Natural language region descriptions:
□ □ □
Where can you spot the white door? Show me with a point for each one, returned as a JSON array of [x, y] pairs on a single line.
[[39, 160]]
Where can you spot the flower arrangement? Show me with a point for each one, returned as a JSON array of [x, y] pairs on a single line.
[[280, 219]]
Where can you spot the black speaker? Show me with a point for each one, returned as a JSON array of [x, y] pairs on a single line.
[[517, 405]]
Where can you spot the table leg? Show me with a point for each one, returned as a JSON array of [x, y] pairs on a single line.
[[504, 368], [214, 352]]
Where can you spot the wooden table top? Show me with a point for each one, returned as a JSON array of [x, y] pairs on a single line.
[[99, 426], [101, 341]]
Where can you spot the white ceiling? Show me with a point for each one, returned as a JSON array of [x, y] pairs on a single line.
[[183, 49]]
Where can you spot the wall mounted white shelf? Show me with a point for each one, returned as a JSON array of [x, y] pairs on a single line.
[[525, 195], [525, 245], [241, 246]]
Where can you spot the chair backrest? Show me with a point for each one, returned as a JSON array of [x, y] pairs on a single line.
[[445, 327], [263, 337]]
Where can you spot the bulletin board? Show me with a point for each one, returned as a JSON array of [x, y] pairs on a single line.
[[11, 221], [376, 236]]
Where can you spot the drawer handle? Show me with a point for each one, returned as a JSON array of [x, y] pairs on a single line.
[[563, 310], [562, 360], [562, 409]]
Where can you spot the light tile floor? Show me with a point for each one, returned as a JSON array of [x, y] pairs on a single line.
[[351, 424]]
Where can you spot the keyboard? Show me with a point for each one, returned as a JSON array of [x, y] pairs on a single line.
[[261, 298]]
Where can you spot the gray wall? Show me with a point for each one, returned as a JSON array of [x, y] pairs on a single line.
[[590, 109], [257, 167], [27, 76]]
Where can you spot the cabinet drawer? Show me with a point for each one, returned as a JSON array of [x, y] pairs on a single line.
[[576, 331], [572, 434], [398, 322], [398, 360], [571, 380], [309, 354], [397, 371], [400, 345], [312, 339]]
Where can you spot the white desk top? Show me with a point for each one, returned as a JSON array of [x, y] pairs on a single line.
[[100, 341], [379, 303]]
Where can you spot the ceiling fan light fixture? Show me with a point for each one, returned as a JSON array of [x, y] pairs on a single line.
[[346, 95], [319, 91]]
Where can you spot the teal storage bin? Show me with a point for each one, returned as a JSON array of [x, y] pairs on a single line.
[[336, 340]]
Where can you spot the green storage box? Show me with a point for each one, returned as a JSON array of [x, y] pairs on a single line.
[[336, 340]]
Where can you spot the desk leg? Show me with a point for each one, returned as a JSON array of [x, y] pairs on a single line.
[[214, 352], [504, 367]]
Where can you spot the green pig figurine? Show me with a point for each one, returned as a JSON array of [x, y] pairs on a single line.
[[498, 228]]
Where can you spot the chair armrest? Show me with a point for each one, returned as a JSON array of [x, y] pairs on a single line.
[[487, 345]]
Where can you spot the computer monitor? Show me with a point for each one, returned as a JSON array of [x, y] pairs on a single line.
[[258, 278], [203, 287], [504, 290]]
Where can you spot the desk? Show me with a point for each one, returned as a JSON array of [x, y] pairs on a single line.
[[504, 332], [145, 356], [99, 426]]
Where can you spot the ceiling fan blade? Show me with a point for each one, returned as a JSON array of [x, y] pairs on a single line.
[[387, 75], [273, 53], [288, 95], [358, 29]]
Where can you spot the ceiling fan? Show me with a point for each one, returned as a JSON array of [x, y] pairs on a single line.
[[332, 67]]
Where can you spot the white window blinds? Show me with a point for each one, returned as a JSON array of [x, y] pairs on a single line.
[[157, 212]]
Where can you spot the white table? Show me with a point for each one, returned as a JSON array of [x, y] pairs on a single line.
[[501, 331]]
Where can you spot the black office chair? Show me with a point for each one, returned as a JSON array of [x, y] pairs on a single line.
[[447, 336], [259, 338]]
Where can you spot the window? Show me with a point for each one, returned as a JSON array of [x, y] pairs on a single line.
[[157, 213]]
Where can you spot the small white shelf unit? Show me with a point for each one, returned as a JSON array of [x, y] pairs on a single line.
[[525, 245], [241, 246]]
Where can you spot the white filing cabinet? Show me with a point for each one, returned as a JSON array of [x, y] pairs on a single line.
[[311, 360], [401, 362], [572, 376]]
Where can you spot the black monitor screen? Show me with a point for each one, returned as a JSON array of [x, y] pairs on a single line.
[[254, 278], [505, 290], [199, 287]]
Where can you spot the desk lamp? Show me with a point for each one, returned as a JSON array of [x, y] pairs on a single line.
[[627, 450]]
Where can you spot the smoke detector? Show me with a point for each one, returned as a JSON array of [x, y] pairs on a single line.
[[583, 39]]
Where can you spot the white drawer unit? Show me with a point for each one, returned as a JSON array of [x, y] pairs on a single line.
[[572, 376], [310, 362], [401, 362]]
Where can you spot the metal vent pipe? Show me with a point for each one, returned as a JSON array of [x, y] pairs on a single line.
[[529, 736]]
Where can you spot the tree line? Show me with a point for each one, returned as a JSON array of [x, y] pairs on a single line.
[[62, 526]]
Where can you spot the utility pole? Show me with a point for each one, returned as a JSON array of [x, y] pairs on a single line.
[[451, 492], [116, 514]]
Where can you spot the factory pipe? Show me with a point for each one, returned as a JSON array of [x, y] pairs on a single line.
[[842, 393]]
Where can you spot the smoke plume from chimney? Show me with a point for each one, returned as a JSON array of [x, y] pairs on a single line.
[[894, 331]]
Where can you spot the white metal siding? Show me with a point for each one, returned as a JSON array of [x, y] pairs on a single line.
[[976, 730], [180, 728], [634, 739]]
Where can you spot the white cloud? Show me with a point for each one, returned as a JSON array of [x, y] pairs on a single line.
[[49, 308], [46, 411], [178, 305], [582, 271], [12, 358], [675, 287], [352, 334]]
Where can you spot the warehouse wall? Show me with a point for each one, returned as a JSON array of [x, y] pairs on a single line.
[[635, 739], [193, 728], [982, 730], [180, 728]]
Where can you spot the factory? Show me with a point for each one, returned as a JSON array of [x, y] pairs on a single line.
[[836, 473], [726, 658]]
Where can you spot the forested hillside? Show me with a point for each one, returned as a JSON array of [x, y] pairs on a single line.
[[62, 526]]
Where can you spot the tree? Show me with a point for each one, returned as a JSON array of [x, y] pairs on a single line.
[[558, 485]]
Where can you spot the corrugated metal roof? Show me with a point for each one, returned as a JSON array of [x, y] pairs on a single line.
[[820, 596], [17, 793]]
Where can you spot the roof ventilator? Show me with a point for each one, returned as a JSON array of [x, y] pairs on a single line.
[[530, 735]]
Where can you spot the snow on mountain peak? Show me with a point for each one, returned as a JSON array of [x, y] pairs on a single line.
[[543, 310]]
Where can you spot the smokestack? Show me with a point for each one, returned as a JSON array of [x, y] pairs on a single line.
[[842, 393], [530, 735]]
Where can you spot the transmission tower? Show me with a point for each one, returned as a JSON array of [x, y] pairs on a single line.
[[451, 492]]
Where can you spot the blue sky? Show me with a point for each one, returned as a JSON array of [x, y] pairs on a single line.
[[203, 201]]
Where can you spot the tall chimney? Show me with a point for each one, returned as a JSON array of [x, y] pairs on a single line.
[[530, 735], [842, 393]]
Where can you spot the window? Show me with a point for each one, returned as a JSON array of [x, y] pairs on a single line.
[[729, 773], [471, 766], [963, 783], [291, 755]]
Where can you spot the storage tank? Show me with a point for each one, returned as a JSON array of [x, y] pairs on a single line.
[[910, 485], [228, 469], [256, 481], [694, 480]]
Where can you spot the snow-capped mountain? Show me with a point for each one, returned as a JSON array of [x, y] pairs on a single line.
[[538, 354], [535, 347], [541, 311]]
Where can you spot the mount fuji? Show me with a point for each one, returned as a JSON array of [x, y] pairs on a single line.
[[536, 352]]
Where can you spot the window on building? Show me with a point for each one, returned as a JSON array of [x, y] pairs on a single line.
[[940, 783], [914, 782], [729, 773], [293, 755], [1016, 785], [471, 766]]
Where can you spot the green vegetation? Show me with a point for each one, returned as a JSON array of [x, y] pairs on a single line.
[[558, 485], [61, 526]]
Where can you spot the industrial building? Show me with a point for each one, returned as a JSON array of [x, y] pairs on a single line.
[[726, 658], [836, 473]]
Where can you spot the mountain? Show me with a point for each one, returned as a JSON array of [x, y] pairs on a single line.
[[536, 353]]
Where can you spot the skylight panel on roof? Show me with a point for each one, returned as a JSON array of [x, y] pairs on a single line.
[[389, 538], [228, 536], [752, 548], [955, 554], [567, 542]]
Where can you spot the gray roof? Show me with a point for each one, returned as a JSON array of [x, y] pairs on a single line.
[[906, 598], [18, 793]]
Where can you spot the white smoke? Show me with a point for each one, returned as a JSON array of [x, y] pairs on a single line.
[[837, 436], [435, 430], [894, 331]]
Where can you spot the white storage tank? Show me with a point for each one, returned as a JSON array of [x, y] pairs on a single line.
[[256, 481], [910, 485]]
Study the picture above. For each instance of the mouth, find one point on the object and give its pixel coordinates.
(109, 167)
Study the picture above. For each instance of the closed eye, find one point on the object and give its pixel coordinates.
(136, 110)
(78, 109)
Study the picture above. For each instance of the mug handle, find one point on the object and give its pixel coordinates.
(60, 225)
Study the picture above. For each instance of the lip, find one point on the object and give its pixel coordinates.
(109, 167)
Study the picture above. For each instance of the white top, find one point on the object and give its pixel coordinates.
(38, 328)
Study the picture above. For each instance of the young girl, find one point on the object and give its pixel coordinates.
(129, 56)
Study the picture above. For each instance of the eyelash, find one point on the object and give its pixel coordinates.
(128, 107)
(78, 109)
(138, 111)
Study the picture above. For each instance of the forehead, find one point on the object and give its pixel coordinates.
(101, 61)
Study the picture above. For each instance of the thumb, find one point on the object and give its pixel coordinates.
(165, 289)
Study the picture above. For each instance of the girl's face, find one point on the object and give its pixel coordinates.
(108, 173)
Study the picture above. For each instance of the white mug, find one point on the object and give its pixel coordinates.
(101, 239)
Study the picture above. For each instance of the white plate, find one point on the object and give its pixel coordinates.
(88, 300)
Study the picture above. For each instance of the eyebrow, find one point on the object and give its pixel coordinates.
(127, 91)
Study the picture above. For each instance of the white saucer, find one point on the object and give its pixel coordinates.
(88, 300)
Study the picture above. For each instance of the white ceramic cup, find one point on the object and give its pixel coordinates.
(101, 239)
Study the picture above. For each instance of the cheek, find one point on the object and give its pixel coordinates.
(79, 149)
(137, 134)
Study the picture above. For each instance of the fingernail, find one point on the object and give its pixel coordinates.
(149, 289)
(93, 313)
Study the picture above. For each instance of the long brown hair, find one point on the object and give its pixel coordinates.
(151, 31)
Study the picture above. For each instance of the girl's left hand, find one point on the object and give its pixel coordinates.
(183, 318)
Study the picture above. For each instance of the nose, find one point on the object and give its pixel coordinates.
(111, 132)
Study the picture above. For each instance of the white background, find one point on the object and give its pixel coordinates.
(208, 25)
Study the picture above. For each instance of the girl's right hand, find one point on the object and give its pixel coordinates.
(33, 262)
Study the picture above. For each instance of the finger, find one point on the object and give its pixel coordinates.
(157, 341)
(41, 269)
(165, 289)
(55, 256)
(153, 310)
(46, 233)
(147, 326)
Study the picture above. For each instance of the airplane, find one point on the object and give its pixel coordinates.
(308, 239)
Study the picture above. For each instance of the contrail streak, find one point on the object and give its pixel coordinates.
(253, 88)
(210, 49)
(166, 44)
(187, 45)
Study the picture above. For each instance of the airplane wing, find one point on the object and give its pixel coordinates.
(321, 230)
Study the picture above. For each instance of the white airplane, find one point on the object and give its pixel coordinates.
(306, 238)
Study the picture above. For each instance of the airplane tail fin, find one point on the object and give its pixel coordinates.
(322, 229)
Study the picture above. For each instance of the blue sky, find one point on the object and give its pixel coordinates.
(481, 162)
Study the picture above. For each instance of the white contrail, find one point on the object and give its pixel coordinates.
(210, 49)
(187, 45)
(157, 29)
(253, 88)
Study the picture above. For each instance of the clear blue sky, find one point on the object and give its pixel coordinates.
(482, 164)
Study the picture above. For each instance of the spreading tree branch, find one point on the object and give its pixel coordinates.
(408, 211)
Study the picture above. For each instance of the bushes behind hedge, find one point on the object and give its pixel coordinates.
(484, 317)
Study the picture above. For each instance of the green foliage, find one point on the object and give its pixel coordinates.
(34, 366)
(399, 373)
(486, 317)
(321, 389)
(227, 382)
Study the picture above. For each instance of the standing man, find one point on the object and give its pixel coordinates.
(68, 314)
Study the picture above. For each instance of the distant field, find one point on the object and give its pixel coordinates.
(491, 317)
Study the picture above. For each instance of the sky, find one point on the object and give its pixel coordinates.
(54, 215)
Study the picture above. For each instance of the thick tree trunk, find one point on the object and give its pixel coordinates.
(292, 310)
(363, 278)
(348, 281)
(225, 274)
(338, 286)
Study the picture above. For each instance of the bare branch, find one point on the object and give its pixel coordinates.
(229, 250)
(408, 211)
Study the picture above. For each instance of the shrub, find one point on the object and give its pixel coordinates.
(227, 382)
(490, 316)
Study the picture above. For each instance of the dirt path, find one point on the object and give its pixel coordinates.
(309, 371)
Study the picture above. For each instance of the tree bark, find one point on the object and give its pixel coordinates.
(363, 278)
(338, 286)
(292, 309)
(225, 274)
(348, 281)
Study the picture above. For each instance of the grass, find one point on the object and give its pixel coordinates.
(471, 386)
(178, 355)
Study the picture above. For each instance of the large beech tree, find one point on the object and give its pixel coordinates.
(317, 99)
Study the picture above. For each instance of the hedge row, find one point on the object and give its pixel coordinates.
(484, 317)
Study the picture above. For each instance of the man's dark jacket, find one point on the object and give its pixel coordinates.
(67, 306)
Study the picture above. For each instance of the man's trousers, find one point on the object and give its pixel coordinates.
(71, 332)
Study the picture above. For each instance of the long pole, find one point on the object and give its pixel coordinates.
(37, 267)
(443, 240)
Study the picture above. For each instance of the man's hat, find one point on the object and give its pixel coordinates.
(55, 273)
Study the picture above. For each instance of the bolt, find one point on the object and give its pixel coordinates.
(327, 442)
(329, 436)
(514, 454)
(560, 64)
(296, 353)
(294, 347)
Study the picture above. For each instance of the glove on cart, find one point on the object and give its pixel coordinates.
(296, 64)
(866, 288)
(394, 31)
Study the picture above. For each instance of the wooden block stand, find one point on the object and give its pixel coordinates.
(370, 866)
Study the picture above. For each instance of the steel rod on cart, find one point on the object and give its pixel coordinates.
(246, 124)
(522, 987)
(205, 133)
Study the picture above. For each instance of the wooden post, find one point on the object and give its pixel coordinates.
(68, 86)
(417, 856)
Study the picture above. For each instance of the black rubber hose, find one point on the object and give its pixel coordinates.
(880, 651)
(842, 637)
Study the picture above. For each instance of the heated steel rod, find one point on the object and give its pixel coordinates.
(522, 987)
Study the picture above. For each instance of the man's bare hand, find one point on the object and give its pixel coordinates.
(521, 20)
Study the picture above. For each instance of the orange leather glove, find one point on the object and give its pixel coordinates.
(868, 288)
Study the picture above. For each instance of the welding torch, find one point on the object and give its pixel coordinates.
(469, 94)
□ □ □
■ **TASK BRIEF**
Write out, word for word, the line containing "Study the picture above. For each instance of the man's bare" and all the lines after it in the entries above, and nothing more.

■ **ANSWER BOX**
Study the picture above. For each instance of the man's bare hand, find one point on the object and give its pixel coordinates.
(521, 20)
Study the picture above. For each instance of the orange leather glove, find one point on the object and give its pixel coordinates.
(868, 288)
Study the picture above. For each instance of the welding torch, find one point on the object and give its pixel coordinates.
(469, 94)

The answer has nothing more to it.